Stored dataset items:
□ □ □ □ □

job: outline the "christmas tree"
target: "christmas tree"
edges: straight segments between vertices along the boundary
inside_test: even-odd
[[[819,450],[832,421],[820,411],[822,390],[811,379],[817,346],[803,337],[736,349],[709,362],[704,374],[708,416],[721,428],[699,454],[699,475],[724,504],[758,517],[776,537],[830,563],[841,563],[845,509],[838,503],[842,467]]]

□ □ □ □ □

AIM: Arrange the rows above as a numbered list, omitting any blank lines.

EXERCISE RESPONSE:
1. job: outline the "christmas tree"
2. target: "christmas tree"
3. edges: straight segments between vertices along the boundary
4. inside_test: even-odd
5. [[[819,450],[832,421],[820,411],[822,390],[811,379],[817,346],[803,337],[736,349],[709,362],[704,374],[708,416],[721,428],[699,454],[699,475],[724,504],[758,517],[776,537],[830,563],[841,563],[845,509],[838,503],[842,467]]]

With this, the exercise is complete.